Begin EXTRACT PROVIDED

Internet organisation and infrastructure
Best Current Practices
- RFC 1818 - IETF introduction of Best Current Practices
- IETF BCP index
- Wikipedia overview of IETF BCPs - IPv6, DNS, security, ...
- BCP038 Network Ingress Filtering: Defeating Denial of Service Attacks which employ IP Source Address Spoofing
- BCP046 Recommended Internet Service Provider Security Services and Procedures
- BCP188 Pervasive Monitoring Is an Attack
- BCP194 BGP Operations and Security
- BCP195 Recommendations for Secure Use of Transport Layer Security (TLS) and Datagram Transport Layer Security (DTLS)
- BCP199 DHCPv6-Shield: Protecting against Rogue DHCPv6 Servers
- BCP201 Guidelines for Cryptographic Algorithm Agility and Selecting Mandatory-to-Implement Algorithms (Also RFC7696)
URI, URN, URL
A Uniform Resource Identifier (URI) is a string of characters that unambiguously identifies a particular resource.
The URI itself only provides identification; access to the resource is neither guaranteed nor implied by the presence
of a URI. Instead, any operation associated with a URI reference is defined by the protocol element, data format attribute,
or natural language text in which it appears.
URI syntax was finalised in RFC 3986 (2005). The URI generic syntax consists of a hierarchical sequence of five components:
URI = scheme:[//authority]path[?query][#fragment]
where the authority component divides into three subcomponents:
authority = [userinfo@]host[:port]
URN and URL
A Uniform Resource Name (URN) is a URI that identifies a resource by name in a particular namespace.
A URN may be used to talk about a resource without implying its location or how to access it
For example, in the International Standard Book Number (ISBN) system, ISBN 0-486-27557-4 identifies a specific edition
of Shakespeare's play Romeo and Juliet. The URN for that edition would be urn:isbn:0-486-27557-4.

End EXTRACT PROVIDED

STATED TASK 1: List every line of the entries that contains the string "white", treating uppercase and lowercase as different.

Begin ENTRIES SHOWN

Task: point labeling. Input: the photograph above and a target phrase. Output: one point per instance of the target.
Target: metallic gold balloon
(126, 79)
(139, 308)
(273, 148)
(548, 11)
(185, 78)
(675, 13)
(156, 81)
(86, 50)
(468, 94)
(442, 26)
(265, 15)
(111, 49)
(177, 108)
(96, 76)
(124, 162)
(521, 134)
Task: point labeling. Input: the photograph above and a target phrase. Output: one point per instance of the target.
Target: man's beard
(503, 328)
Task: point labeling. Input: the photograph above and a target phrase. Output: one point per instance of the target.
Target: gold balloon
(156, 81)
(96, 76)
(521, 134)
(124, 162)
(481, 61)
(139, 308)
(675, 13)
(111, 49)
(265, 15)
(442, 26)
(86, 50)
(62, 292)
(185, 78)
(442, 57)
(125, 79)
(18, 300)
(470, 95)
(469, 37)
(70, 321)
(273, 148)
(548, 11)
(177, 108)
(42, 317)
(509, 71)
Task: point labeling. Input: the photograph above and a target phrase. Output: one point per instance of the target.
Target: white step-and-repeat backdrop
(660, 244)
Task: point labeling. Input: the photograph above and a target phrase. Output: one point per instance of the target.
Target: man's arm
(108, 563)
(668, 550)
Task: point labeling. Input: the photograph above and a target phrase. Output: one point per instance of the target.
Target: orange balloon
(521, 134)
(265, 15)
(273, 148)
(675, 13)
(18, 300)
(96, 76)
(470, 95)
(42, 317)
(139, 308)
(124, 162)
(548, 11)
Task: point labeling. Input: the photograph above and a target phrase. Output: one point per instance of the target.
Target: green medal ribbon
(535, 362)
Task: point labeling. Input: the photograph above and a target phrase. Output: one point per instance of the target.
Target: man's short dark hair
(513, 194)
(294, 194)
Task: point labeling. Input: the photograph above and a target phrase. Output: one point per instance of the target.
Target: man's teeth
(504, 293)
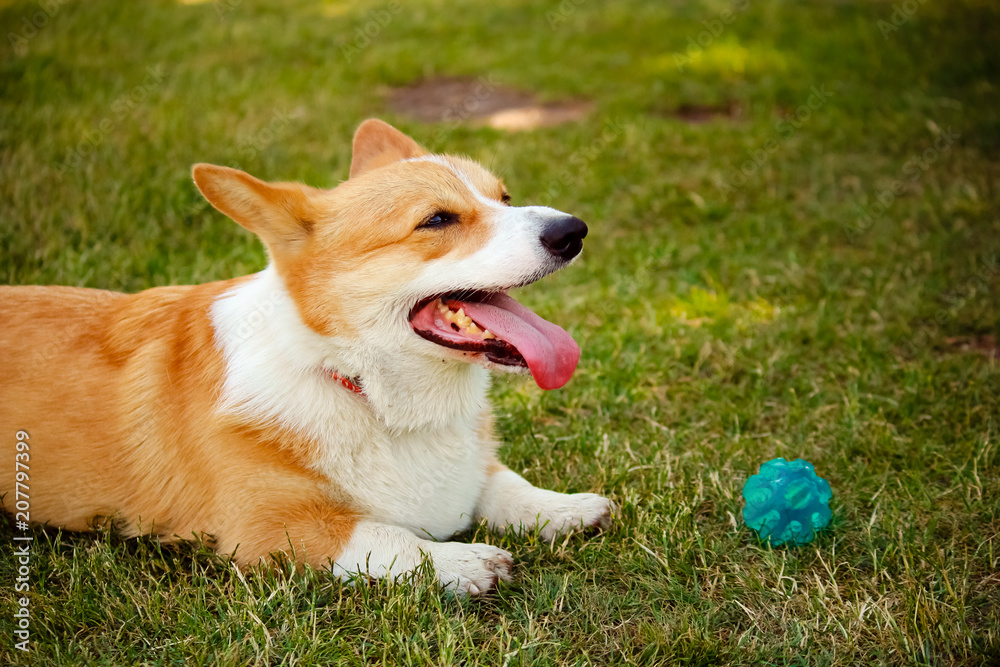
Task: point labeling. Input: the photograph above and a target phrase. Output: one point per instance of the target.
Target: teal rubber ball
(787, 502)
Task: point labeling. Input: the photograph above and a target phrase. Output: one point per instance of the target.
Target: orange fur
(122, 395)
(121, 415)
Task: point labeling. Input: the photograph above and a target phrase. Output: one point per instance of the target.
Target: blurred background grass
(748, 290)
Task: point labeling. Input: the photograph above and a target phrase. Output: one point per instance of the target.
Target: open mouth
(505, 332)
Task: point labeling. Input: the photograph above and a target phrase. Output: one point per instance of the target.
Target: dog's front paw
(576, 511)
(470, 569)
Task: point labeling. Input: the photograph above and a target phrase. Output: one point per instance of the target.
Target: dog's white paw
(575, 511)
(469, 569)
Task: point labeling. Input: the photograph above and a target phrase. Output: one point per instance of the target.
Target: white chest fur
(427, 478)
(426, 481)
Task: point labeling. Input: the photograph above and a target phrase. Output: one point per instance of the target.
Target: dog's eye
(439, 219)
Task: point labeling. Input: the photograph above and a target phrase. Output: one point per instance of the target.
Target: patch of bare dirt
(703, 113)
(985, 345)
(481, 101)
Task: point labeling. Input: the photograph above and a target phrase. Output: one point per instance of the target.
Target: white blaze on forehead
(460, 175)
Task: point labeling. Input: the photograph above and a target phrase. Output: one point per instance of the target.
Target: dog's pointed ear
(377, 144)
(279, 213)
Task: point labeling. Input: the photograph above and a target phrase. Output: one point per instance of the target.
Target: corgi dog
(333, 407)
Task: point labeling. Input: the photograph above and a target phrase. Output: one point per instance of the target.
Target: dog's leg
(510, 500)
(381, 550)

End ENTRIES SHOWN

STATED TASK 2: According to the text on Internet organization and infrastructure, which RFC finalized URI syntax, and in what year?

FULL SOLUTION 1:
Target: white step-and-repeat backdrop
Target: dog's white paw
Target: white chest fur
Target: white blaze on forehead

FULL SOLUTION 2: RFC 3986, in 2005.